* _Your instructions_:
Return each entry word for word and skip its pictures.

[Given data — start]

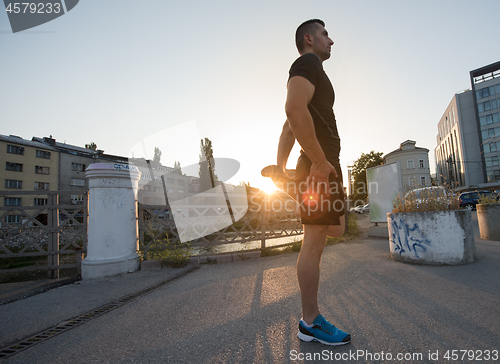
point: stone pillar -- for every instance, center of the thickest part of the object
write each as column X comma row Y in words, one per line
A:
column 112, row 230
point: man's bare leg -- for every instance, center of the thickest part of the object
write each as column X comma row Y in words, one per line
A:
column 308, row 266
column 336, row 231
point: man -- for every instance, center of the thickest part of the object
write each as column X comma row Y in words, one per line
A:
column 318, row 178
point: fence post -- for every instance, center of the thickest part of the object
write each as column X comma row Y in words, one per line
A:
column 53, row 243
column 263, row 225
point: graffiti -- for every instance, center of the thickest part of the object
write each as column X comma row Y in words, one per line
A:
column 113, row 198
column 408, row 240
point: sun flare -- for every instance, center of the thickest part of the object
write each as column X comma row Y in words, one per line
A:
column 268, row 187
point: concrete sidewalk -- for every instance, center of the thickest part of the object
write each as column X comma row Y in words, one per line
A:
column 248, row 312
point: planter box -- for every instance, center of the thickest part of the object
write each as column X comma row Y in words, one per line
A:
column 488, row 218
column 433, row 238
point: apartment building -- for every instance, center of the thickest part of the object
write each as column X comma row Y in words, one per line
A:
column 468, row 141
column 27, row 166
column 414, row 160
column 73, row 160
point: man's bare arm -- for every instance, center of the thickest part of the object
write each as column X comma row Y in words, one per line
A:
column 299, row 95
column 285, row 145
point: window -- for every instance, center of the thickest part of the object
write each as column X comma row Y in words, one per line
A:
column 12, row 201
column 42, row 170
column 77, row 182
column 77, row 199
column 40, row 202
column 10, row 183
column 42, row 154
column 13, row 219
column 494, row 161
column 13, row 167
column 77, row 167
column 41, row 186
column 14, row 149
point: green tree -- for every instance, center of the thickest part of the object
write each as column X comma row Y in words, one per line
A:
column 358, row 173
column 92, row 146
column 157, row 155
column 208, row 178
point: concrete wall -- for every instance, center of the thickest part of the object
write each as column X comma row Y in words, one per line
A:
column 434, row 238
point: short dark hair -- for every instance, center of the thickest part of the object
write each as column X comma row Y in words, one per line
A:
column 307, row 27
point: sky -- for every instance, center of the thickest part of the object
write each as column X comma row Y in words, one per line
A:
column 132, row 75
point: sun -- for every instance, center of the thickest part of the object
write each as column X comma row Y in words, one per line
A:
column 268, row 186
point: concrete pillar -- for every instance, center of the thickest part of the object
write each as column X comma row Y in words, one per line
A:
column 112, row 230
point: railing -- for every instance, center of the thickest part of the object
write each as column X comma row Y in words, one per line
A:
column 262, row 222
column 52, row 233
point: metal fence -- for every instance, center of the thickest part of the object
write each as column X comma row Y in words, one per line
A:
column 262, row 223
column 51, row 234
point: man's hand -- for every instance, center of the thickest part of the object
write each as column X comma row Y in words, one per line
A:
column 318, row 177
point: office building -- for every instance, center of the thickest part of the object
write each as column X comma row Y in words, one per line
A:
column 468, row 141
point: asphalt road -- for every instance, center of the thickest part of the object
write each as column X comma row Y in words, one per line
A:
column 248, row 312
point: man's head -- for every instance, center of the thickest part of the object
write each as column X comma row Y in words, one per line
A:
column 311, row 36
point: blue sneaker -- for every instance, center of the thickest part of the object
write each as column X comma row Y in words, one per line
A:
column 323, row 332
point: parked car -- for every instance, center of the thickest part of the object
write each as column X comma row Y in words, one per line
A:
column 359, row 209
column 469, row 200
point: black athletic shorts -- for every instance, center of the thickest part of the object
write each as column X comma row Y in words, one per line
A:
column 316, row 208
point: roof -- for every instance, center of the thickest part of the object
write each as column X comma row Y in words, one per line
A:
column 64, row 147
column 30, row 143
column 400, row 150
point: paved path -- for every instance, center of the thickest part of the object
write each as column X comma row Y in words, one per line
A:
column 247, row 312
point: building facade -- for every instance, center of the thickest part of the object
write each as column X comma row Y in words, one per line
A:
column 73, row 160
column 27, row 166
column 468, row 140
column 414, row 160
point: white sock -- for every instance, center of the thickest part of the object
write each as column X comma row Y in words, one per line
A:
column 305, row 323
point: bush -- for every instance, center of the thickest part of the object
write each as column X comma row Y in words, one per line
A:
column 426, row 199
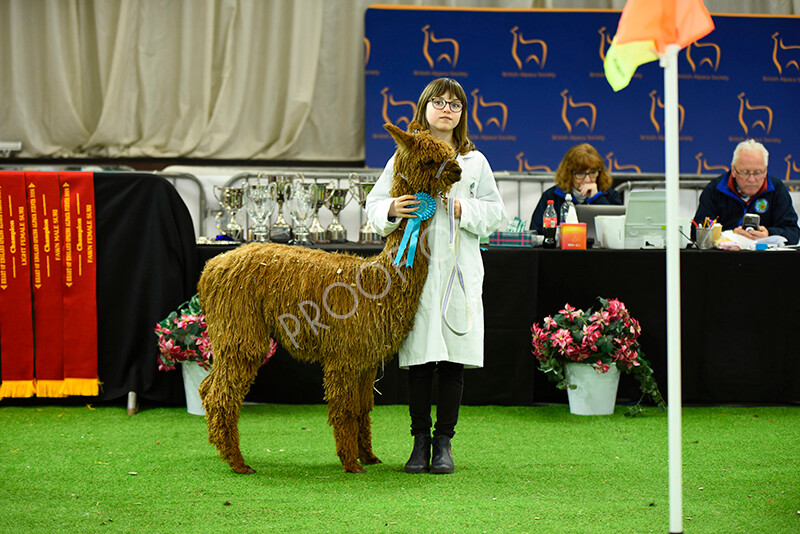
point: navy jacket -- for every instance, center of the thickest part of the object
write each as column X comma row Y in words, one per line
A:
column 718, row 201
column 558, row 196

[Given data — finish]

* _Answer to this problem_:
point: stone pillar -- for every instance, center of the thickest part of the object
write each as column X comma row Y in words, one per line
A:
column 112, row 230
point: man's bare leg -- for every instance, center of the thickest part of the object
write each as column X comma row Y in words, one per line
A:
column 308, row 266
column 336, row 231
point: man -- for every instance, center of the thickest part of the object
write each as column X comma row Y in words, one per line
A:
column 318, row 178
point: fence post -- for every instance, center of the thickest part of the object
write each as column X comma row Y in words, one per line
A:
column 53, row 243
column 263, row 225
point: graffiti -- for every instance, center of the thickest part of the object
write each as column X comma row Y in words, one per line
A:
column 113, row 198
column 408, row 240
point: sun flare -- for every instance, center of the thickest part of the object
write each as column X comma row Y in words, one per line
A:
column 268, row 187
point: concrete sidewalk -- for every instance, center of the thickest part of the object
write each as column X comma row Y in words, one per line
A:
column 248, row 312
point: planter box -- for every instance, center of the thickest part of the object
write each as column X comma row Y in words, one per line
A:
column 488, row 218
column 433, row 238
point: apartment building -- for every instance, center of the thickest part of the object
write each as column X comma row Y in words, one per line
A:
column 468, row 141
column 27, row 166
column 414, row 160
column 73, row 160
point: man's bare arm -- for every instance, center of the thickest part of the object
write each as column X comma row Y in words, one per line
A:
column 299, row 95
column 285, row 145
point: window -- for every instance, center of the thickest part of the object
write each as column X comma row Y in words, one per line
A:
column 12, row 201
column 42, row 170
column 77, row 182
column 77, row 199
column 40, row 202
column 10, row 183
column 42, row 154
column 13, row 219
column 494, row 161
column 13, row 167
column 77, row 167
column 41, row 186
column 14, row 149
point: green tree -- for every instance, center of the thickest part of the object
write each as column X comma row Y in words, one per line
A:
column 358, row 173
column 92, row 146
column 157, row 155
column 208, row 178
point: concrete wall -- for every instance, center of the thickest part of the object
write each as column X comma row Y in words, one per line
A:
column 434, row 238
point: short dark hair -- for every instance, center of the thickest part of the object
write each as column X comma row Y in words, one per line
A:
column 307, row 27
point: sky -- for every instance, center of the thickest part of the object
write each as column X comma row Y in words, one per line
A:
column 132, row 75
point: sun -- for every instance, center of the thickest part of the object
write each as column X comma row Y in words, one per line
A:
column 268, row 186
point: concrete pillar -- for every instance, center of the thickest part of the object
write each as column X comma row Y in words, one per line
A:
column 112, row 230
point: railing -- for every instance, center of the thickest part of the object
write each as column X comma row Y in words, one per line
A:
column 262, row 222
column 52, row 233
point: metal fence -- for every instance, center of the thickest part of the object
write each as column X comma row Y in words, one per line
A:
column 262, row 223
column 51, row 234
point: man's hand -- for every instance, center of the thickest part of the object
write each as column X comma row Y in words, one per line
A:
column 318, row 177
point: office building -- for every instance, center of the thickest part of the object
write each as column X comma row Y in words, one per line
A:
column 468, row 141
point: asphalt road -- for every instance, center of the thickest part of the object
write each as column X comma row Y in words, one per line
A:
column 248, row 312
point: man's head -- for every instance, center of the thickest part of the object
write each as column X comma row Y in words, one per line
A:
column 311, row 36
point: blue sneaker -- for every instance, center of the thickest part of the object
write each as column X comma row Y in words, one per line
A:
column 323, row 332
point: parked car -- for every instance, center of the thickest part of the object
write each as column X comma row Y in words, one per line
A:
column 359, row 209
column 469, row 200
point: black athletic shorts -- for every instance, center of the thickest part of the object
write each as column X comma row Y in words, one per line
A:
column 316, row 208
point: roof -- for every instance, center of the thickest part of the object
write each as column X comma row Y in words, one per line
A:
column 64, row 147
column 30, row 143
column 400, row 150
point: paved path -- for every instance, center of the thickest part of the object
write each as column X comma row Y in words, one per line
A:
column 247, row 312
point: building facade -- for every instance, center of the thickest part of the object
write each as column X comma row Y in words, one per line
A:
column 73, row 160
column 27, row 166
column 468, row 140
column 414, row 160
point: white sock -- for every instance, center of the thickest part of the object
write each as column X comma row Y in words, one per line
A:
column 305, row 323
point: bush -- for every instance, center of the thickest part of the object
write each as column X comma row Y in words, one per line
A:
column 426, row 199
point: navy jacket -- for every instance, center of the thickest part of the object
write each as column X comma row Y in words, one per line
A:
column 718, row 201
column 558, row 196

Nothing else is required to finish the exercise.